━━━━━ Excerpt to read

DeSantis also ordered the Florida inspector general to investigate, and two members of Congress have asked for a federal probe.
The Times/Herald reported last October that the coalition was stonewalling the Department of Children and Families by refusing to turn over membership lists, the coalition’s general ledger, personnel files containing compensation information for top executives and minutes from board meetings, on the grounds that it has no contractual duty to do so.
In a November 2019 letter to the Department of Children and Families, the coalition’s attorney, Karen Walker of Holland and Knight, argued that the Department of Children and Families’s “Contract Oversight Unit routinely monitors the Florida Coalition Against Domestic Violence, and has done so for many years, with no findings.” Walker accused the Department of Children and Families of “singling out,” the coalition and, while she acknowledged bonuses were paid to staff, “no bonuses have ever been paid out of any state or federal funds.”

━━━━━━━━━━
━━━━━ Entries provided

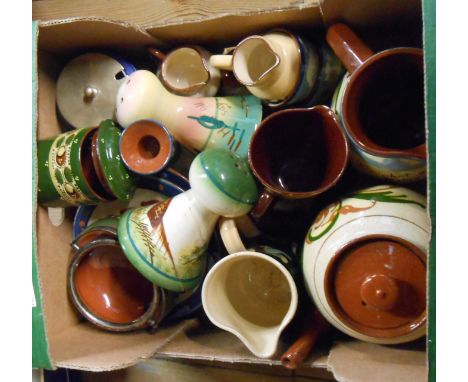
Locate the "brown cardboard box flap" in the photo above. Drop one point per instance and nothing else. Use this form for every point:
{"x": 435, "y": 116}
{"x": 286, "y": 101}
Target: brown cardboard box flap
{"x": 364, "y": 362}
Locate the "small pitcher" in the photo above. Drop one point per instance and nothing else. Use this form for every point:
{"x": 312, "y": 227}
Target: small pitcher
{"x": 187, "y": 71}
{"x": 251, "y": 293}
{"x": 268, "y": 65}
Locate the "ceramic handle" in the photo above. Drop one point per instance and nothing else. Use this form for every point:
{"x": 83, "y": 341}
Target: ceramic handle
{"x": 263, "y": 203}
{"x": 221, "y": 61}
{"x": 301, "y": 348}
{"x": 155, "y": 53}
{"x": 347, "y": 46}
{"x": 230, "y": 236}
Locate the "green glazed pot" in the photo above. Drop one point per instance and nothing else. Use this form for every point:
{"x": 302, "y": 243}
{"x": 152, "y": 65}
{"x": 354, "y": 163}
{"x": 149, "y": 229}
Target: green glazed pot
{"x": 117, "y": 177}
{"x": 66, "y": 172}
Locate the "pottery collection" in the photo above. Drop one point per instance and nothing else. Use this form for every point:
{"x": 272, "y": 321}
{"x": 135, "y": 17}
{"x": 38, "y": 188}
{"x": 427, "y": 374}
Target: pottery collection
{"x": 177, "y": 169}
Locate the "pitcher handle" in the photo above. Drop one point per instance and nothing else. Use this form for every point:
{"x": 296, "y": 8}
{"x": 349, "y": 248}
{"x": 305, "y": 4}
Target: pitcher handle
{"x": 221, "y": 61}
{"x": 349, "y": 48}
{"x": 230, "y": 236}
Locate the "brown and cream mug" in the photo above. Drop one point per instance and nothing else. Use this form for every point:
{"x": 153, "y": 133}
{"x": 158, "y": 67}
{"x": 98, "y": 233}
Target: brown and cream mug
{"x": 297, "y": 154}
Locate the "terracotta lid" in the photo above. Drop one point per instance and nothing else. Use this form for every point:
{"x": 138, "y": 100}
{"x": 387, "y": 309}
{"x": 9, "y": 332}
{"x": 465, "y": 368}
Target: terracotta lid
{"x": 377, "y": 286}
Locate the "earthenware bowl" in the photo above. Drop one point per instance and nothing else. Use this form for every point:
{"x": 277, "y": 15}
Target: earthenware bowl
{"x": 364, "y": 264}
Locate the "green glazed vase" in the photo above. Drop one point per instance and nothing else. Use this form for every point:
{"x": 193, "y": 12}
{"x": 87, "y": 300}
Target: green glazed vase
{"x": 65, "y": 170}
{"x": 166, "y": 241}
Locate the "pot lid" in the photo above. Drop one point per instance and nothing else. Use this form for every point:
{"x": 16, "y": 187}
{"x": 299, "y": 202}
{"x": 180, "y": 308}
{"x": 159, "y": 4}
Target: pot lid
{"x": 87, "y": 88}
{"x": 377, "y": 286}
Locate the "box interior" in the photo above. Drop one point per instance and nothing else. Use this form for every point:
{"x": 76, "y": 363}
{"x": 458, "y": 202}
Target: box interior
{"x": 76, "y": 344}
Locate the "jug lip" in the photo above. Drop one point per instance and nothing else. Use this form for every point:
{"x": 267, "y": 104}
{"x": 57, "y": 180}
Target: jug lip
{"x": 287, "y": 317}
{"x": 262, "y": 76}
{"x": 361, "y": 140}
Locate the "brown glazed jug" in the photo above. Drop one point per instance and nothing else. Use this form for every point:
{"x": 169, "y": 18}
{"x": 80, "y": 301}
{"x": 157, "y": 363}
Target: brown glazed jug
{"x": 381, "y": 105}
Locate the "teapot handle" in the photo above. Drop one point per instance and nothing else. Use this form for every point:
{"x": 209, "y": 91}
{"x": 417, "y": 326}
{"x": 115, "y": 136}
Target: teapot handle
{"x": 221, "y": 61}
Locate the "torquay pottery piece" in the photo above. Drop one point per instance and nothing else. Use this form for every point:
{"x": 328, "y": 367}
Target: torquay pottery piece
{"x": 364, "y": 264}
{"x": 167, "y": 241}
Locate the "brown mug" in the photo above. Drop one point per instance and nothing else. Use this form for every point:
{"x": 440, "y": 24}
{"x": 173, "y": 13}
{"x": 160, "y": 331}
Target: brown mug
{"x": 381, "y": 105}
{"x": 297, "y": 154}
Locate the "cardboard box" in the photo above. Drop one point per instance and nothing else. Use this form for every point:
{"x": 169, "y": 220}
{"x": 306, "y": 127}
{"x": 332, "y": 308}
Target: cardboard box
{"x": 60, "y": 338}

━━━━━━━━━━

_Instructions to follow_
In the excerpt about the Florida Coalition Against Domestic Violence, which records did the coalition refuse to hand over to the Department of Children and Families? List each one.

_Problem solution_
- Membership lists
- The coalition's general ledger
- Personnel files containing compensation information for top executives
- Minutes from board meetings